§ Aim of the task
Quote all entries exactly, leaving pictures aside.

§ Records provided
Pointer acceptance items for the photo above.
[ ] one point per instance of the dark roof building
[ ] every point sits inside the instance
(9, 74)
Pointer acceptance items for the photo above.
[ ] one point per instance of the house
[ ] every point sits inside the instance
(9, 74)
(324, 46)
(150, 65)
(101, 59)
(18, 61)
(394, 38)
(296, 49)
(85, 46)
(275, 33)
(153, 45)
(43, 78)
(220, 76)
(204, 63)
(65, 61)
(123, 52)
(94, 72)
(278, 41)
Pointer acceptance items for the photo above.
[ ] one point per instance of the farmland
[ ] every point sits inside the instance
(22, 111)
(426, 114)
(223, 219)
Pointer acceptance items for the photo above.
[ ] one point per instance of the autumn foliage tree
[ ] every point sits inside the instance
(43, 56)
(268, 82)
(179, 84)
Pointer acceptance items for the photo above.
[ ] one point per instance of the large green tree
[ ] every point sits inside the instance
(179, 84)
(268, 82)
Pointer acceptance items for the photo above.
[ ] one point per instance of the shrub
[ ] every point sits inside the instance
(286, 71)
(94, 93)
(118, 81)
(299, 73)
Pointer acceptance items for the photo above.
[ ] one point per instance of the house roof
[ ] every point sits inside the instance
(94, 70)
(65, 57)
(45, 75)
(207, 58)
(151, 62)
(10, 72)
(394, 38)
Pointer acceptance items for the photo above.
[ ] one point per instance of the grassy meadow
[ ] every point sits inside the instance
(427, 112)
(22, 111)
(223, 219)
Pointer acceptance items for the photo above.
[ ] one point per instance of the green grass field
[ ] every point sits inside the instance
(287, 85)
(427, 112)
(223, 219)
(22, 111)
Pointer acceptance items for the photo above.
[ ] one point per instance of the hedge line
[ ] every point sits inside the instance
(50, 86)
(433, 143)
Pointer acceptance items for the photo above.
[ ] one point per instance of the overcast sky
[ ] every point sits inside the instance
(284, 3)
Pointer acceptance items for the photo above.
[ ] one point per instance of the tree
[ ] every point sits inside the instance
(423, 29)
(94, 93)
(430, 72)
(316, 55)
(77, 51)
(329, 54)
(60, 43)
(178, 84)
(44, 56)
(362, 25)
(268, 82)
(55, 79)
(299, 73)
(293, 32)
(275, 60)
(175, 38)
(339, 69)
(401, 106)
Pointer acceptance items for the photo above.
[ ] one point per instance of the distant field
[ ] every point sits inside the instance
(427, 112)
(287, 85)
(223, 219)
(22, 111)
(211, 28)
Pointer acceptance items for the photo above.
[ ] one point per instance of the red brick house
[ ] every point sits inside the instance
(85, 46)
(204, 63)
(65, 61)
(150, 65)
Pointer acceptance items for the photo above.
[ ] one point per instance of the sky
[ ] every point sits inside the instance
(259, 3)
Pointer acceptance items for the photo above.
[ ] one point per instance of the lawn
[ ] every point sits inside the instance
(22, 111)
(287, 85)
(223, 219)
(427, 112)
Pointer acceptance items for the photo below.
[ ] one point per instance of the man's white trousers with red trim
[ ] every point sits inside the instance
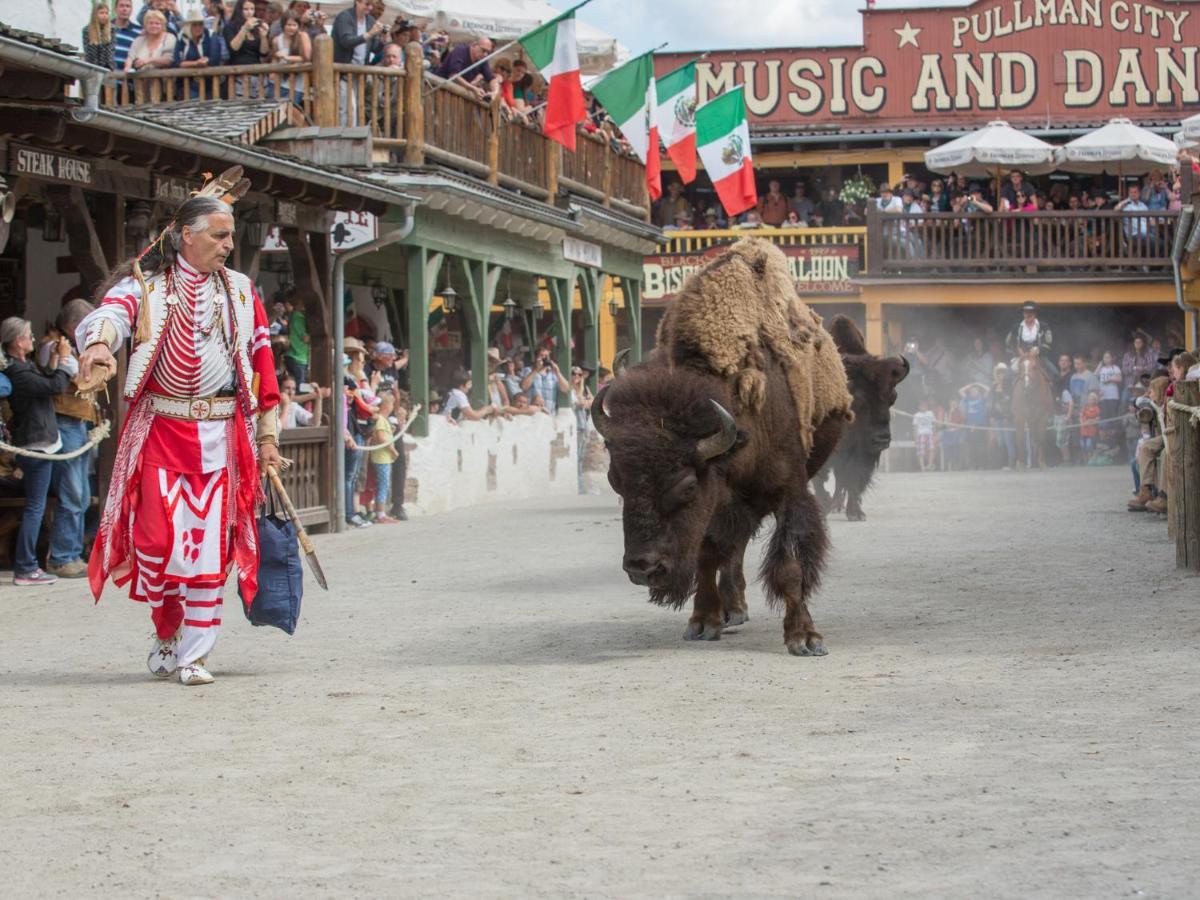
(181, 555)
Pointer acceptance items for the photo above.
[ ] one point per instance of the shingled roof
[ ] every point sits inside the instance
(241, 121)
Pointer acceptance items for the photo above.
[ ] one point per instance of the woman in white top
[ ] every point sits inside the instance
(154, 48)
(292, 46)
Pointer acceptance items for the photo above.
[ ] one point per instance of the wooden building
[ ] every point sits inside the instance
(919, 78)
(408, 210)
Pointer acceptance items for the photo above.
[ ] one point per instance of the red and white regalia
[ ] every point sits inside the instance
(185, 485)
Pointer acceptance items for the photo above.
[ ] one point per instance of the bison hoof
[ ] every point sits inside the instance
(702, 631)
(738, 617)
(813, 647)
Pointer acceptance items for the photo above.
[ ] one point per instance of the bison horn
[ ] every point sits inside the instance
(619, 360)
(600, 412)
(723, 439)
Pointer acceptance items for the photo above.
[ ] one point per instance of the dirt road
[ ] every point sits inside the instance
(486, 707)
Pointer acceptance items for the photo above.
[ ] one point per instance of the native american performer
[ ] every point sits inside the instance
(203, 415)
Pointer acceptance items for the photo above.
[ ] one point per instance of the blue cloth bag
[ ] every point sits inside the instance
(280, 570)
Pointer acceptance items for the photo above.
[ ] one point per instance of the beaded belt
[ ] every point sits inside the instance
(193, 408)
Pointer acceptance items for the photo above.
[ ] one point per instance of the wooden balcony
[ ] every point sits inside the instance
(413, 118)
(948, 246)
(1005, 245)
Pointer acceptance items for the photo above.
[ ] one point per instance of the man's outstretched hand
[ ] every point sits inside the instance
(97, 358)
(269, 455)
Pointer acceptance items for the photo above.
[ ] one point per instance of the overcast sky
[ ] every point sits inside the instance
(711, 24)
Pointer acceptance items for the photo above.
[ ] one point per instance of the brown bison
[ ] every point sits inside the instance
(745, 401)
(873, 382)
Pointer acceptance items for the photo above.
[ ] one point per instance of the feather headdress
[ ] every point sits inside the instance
(229, 187)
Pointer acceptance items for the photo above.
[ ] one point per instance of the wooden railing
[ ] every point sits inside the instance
(417, 117)
(1005, 244)
(154, 87)
(689, 243)
(309, 479)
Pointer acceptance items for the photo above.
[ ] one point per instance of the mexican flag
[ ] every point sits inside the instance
(676, 117)
(723, 139)
(553, 52)
(627, 94)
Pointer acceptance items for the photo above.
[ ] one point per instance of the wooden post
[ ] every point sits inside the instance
(606, 177)
(493, 142)
(874, 239)
(1185, 484)
(553, 157)
(414, 107)
(324, 84)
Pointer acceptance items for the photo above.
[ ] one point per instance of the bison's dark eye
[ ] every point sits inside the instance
(682, 493)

§ Written response
Pointer acceptance items for the photo above.
[ ] one point per instance of the dark roof building
[ ] every point sits inside the instance
(9, 74)
Pointer acceptance items for the photo above.
[ ] one point per instance of the house
[ ] every point sits inside the instance
(9, 74)
(324, 46)
(150, 65)
(101, 59)
(18, 61)
(394, 38)
(296, 49)
(85, 46)
(275, 33)
(153, 45)
(43, 78)
(220, 76)
(204, 63)
(65, 61)
(123, 52)
(94, 72)
(278, 41)
Pointer acceptance items for the photo above.
[ ] one point per instance of the farmland
[ ] every point sits inside the instance
(22, 111)
(426, 114)
(223, 219)
Pointer acceptance items for the photo above.
[ ] one point per instance of the autumn foliage tree
[ ] every point sits inside the instance
(43, 56)
(268, 82)
(179, 84)
Pointer acceptance items for the photo above.
[ ] one point per instance of the large green tree
[ ] every point sits inside the instance
(179, 84)
(268, 82)
Pointer acceptance items for the photo above.
[ ] one point per instance of the shrub
[ ] every point sits inside the instance
(286, 71)
(94, 93)
(118, 81)
(299, 73)
Pointer acceptance items for the photo above.
[ ] one point per instance of the house roof
[ ] every point sits inside the instance
(94, 70)
(65, 57)
(45, 75)
(207, 58)
(151, 62)
(10, 72)
(394, 38)
Pointer acceptance items for the photo above.
[ ] one point per instance of the grassy meadow
[ ] every point sits inside the instance
(427, 112)
(22, 111)
(223, 219)
Pointer acceptance items for the photo above.
[ ] one point per instance of the green grass field
[ ] every point sits inside the instance
(287, 85)
(427, 112)
(223, 219)
(22, 111)
Pointer acceptance items for the photo above.
[ ] one point per instance of the hedge line
[ ] every point sits inside the instance
(50, 86)
(433, 143)
Pointer acceptance items for the photo above.
[ ] one point per instance of the overcast sky
[ ] every point sits inside the instance
(284, 3)
Pointer acceptance items for the photo above.
[ ] one point per instance of the tree
[ ] every point sits inside the instance
(423, 29)
(94, 93)
(430, 72)
(316, 55)
(77, 51)
(329, 54)
(60, 43)
(178, 84)
(44, 56)
(362, 25)
(268, 82)
(55, 79)
(299, 73)
(293, 32)
(275, 60)
(175, 38)
(339, 69)
(401, 106)
Pointer acceptance items for the photo above.
[ ] one point per instance of the distant field
[ ] every point sits inside the instance
(427, 112)
(287, 85)
(223, 219)
(22, 111)
(211, 28)
Pointer acceptance items for the photo above.
[ ] one point per instance of the red brick house
[ ] every point sits inside the instance
(85, 46)
(204, 63)
(65, 61)
(150, 65)
Pointer acceptance items for the photo above.
[ ] one point per instance of the sky
[ ] every point sits inside the instance
(259, 3)
Pointer acceptance items for the photo above.
[ ] one point per instance of the lawn
[ ] every point sits inside the instance
(22, 111)
(287, 85)
(223, 219)
(427, 112)
Pointer acceptance items for the photo below.
[ ] one point per instance of the man's white trousers with red trim
[ ] every point sits inside the instance
(181, 555)
Pointer acceptance items for the photo above.
[ ] one point per instance of the shingled roof
[ ] every point sits inside the instance
(241, 121)
Pointer acceptance items for the photo above.
[ ] one point per instance of the woman in white top
[ ] every point sits inside the instance
(154, 48)
(292, 46)
Pointer acceptance items for the photo above.
[ ] one point per instance of the wooden building
[ ] every point sits inside the instance
(919, 78)
(408, 210)
Pointer acceptance items for the photo above.
[ ] one point per instance of the red and white regalia
[ ] every point sits inside the instance
(185, 485)
Pointer acceptance items for the photo above.
[ ] one point per instance of the bison hoof
[ ] every point sits inside the instance
(702, 631)
(738, 617)
(813, 647)
Pointer acceptance items for the photo above.
[ ] one point per instance of the bison horn
[ ] every point sits inside the instance
(619, 360)
(600, 412)
(723, 439)
Pointer acceptance items for the photo above.
[ ] one point per instance of the dirt road
[ ] every point sits inside the instance
(486, 707)
Pointer acceptance items for the photo above.
[ ] one point per instance of the native american performer
[ ] every point sits inside the instance
(203, 415)
Pointer acceptance items for the photo above.
[ ] one point per instance of the blue cloth bag
[ ] every point sits inside the instance
(280, 570)
Pointer acceptance items for the photo above.
[ ] one point per instance of the beaded belt
[ ] every point sits inside the instance
(193, 408)
Pointer acceptance items for the photo above.
[ ] one point per instance of the wooden balcony
[ ] every point sits inside the instance
(413, 118)
(948, 246)
(1005, 245)
Pointer acceptance items for the photo above.
[ ] one point per instance of the man's outstretched hand
[ ] every point sits inside the instance
(97, 358)
(269, 455)
Pointer acceptance items for the photo above.
[ ] one point per instance of the overcast sky
[ ] every point sits inside the instance
(711, 24)
Pointer acceptance items for the photo above.
[ ] one point per instance of the brown bison
[ ] every point sits inside the instance
(745, 401)
(873, 382)
Pointer acceptance items for the photo above.
[ ] one point per instance of the feather headdress
[ ] every point sits inside the instance
(229, 187)
Pointer acceptance items for the photo above.
[ ] one point per instance of the wooden railing
[ ] every point sits inside the instance
(417, 117)
(1005, 244)
(154, 87)
(689, 243)
(309, 479)
Pointer acceptance items for the photo above.
[ ] one point per instance of the mexican flag
[ ] every point sits inside the instance
(676, 117)
(723, 139)
(553, 52)
(627, 94)
Pointer acceptance items for the photo above.
[ ] one point per instance of the wooden post
[ ] every point sits inside the instance
(606, 177)
(493, 142)
(874, 239)
(1185, 484)
(553, 157)
(414, 107)
(324, 84)
Pointer acceptance items for the photo above.
[ ] one point per instance of the bison's dark eye
[ ] every point sits inside the instance
(682, 493)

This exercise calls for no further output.